Set out the lines below as a Markdown table with two columns, Row and Line text. Number each row and leave out any blank lines.
-- begin PROVIDED DATA --
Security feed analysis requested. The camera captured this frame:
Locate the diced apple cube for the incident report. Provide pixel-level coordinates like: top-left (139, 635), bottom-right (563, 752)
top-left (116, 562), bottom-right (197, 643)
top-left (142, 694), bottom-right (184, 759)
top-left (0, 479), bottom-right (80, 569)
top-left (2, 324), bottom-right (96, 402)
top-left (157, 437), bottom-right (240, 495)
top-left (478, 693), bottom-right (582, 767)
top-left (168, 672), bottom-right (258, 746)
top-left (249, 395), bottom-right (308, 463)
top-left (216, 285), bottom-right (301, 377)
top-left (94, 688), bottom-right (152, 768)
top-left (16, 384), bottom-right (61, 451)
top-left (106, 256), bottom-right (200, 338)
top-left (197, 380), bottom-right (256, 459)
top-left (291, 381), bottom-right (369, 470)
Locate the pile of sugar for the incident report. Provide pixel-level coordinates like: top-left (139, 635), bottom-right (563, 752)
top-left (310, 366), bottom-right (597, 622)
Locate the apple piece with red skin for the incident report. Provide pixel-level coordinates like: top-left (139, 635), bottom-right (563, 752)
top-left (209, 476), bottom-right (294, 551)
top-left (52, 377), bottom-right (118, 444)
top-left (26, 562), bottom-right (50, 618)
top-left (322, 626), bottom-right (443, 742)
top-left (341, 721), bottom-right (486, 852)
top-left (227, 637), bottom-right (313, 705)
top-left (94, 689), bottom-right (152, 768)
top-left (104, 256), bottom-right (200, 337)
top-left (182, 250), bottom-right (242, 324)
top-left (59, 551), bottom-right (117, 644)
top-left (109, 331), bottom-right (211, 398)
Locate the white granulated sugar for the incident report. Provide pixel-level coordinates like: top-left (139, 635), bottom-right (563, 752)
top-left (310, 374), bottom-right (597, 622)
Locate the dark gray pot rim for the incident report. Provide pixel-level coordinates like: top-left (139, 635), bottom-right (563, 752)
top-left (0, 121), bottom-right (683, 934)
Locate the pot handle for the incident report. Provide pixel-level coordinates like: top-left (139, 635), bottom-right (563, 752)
-- end PROVIDED DATA --
* **RESPONSE**
| Row | Line text |
|---|---|
| 1 | Security feed analysis requested. The camera captured this frame: |
| 2 | Locate the diced apple cube for the incident report. Provide pixel-level coordinates like: top-left (139, 635), bottom-right (563, 752) |
| 3 | top-left (116, 562), bottom-right (197, 643) |
| 4 | top-left (142, 694), bottom-right (184, 759) |
| 5 | top-left (0, 479), bottom-right (80, 569) |
| 6 | top-left (2, 324), bottom-right (96, 402) |
| 7 | top-left (157, 437), bottom-right (240, 495) |
| 8 | top-left (478, 693), bottom-right (582, 767) |
| 9 | top-left (168, 672), bottom-right (258, 746) |
| 10 | top-left (249, 395), bottom-right (308, 463) |
| 11 | top-left (216, 285), bottom-right (301, 377) |
| 12 | top-left (94, 688), bottom-right (152, 768) |
| 13 | top-left (16, 384), bottom-right (61, 451) |
| 14 | top-left (106, 256), bottom-right (200, 338) |
| 15 | top-left (197, 380), bottom-right (256, 459) |
| 16 | top-left (291, 381), bottom-right (369, 470) |
| 17 | Locate the pile of sugar for the incident report. Provide pixel-level coordinates like: top-left (139, 635), bottom-right (563, 752) |
| 18 | top-left (310, 366), bottom-right (597, 622) |
| 19 | Locate the apple piece with red skin for the incident report. Provide pixel-level coordinates like: top-left (139, 635), bottom-right (563, 752) |
| 20 | top-left (209, 476), bottom-right (294, 551) |
| 21 | top-left (52, 377), bottom-right (118, 444) |
| 22 | top-left (26, 562), bottom-right (50, 618) |
| 23 | top-left (322, 626), bottom-right (443, 742) |
| 24 | top-left (341, 721), bottom-right (486, 852) |
| 25 | top-left (227, 637), bottom-right (313, 705) |
| 26 | top-left (94, 689), bottom-right (152, 768) |
| 27 | top-left (104, 256), bottom-right (200, 337) |
| 28 | top-left (182, 250), bottom-right (242, 324) |
| 29 | top-left (59, 551), bottom-right (117, 644) |
| 30 | top-left (109, 331), bottom-right (211, 398) |
| 31 | Locate the white granulated sugar for the incident report. Provide pixel-level coordinates like: top-left (139, 635), bottom-right (563, 752) |
| 32 | top-left (310, 374), bottom-right (597, 622) |
| 33 | Locate the dark gray pot rim for the incident report. Provide pixel-level coordinates like: top-left (139, 635), bottom-right (563, 752) |
| 34 | top-left (0, 121), bottom-right (683, 934) |
| 35 | Locate the pot handle for the incident report. Provide pixel-level coordinates like: top-left (139, 635), bottom-right (563, 752) |